EXTRACT Block Start

Today I’m sharing a COVID-19 global call for artificial intelligence talent help from a coalition of leading research groups. Public COVID-19 datasets can be found on Kaggle along with additional information on specific needed analysis tasks. The summary after my brief personal note is directly from Kaggle.

*** On a personal note, please take care of yourselves and your family. Life is a precious gift to cherish. Be extra patient and kind with one another as emotions may difficult to understand – assume the best intentions. Reach out to one another on video calls and Facetime. If you are struggling with working all alone from home for the first time, try to find joy in the little things…sitting in the sunlight, lighting a scented candle, working near your pet, opening a window, watching a birdfeeder, decorating with flowers, and/or listening to music. Try to focus on the positive and appreciate what is good in your life during this challenging time. If you can help with the Kaggle challenge, please do. ***

Summary from Kaggle

In response to the COVID-19 pandemic, the US White House and a coalition of leading research groups have prepared the COVID-19 Open Research Dataset (CORD-19). They are issuing a call to action to the world’s artificial intelligence experts to develop text and data mining tools that can help the medical community develop answers to high priority scientific questions. The CORD-19 dataset represents the most extensive machine-readable coronavirus literature collection available for data mining to date.

By sharing the data publicly, the worldwide AI research community has an opportunity to apply text and data mining approaches to find answers to questions within, and connect insights across, this content in support of the ongoing COVID-19 response efforts worldwide. There is a growing urgency for these approaches because of the rapid increase in coronavirus literature, making it difficult for the medical community to keep up.

A list of initial key questions can be found under the Tasks section. These key scientific questions are drawn from the NASEM’s SCIED (National Academies of Sciences, Engineering, and Medicine’s Standing Committee on Emerging Infectious Diseases and 21st Century Health Threats) research topics and the World Health Organization’s R&D Blueprint for COVID-19.

Many of these questions are suitable for text mining, and we encourage researchers to develop text mining tools to provide insights into these questions.


Kaggle is sponsoring a $1,000 per task award to the winner whose submission is identified as best meeting the evaluation criteria. The winner may elect to receive this award as a charitable donation to COVID-19 relief/research efforts or as a monetary payment. More details on the prizes and timeline can be found on the discussion post.

Accessing the Dataset

We have made this dataset available on Kaggle, and are periodically updating it from its source. To learn more and access the latest copy of the dataset, you can also go here:

The licenses for each dataset can be found in the all _ sources _ metadata csv file.


The dataset was created by the Allen Institute for AI in partnership with the Chan Zuckerberg Initiative, Georgetown University’s Center for Security and Emerging Technology, Microsoft Research, and the National Library of Medicine – National Institutes of Health, in coordination with The White House Office of Science and Technology Policy.

EXTRACT Block End
DATA UNDER STUDY Block Start

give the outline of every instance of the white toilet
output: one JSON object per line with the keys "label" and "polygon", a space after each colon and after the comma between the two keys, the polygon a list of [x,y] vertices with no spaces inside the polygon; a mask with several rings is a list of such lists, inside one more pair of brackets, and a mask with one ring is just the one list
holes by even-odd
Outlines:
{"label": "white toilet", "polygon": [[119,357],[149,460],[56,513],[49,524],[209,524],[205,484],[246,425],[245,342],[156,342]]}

DATA UNDER STUDY Block End

PROBLEMS TO SOLVE
1. Translate this sentence from the CORD-19 post into Spanish: "The winner may elect to receive this award as a charitable donation to COVID-19 relief/research efforts or as a monetary payment."
2. Do these statements agree with the CORD-19 post? For each, answer yes or no and quote the deciding words.
(a) The Allen Institute for AI created the dataset on its own.
(b) Kaggle offers a $1,000 award for each task.
(c) The dataset on Kaggle is updated periodically from its source.

PER-TASK ANSWERS
1. El ganador puede optar por recibir este premio como una donación benéfica a los esfuerzos de ayuda/investigación contra la COVID-19 o como un pago monetario.

2.
(a) No: "The dataset was created by the Allen Institute for AI in partnership with the Chan Zuckerberg Initiative"
(b) Yes: "Kaggle is sponsoring a $1,000 per task award"
(c) Yes: "are periodically updating it from its source"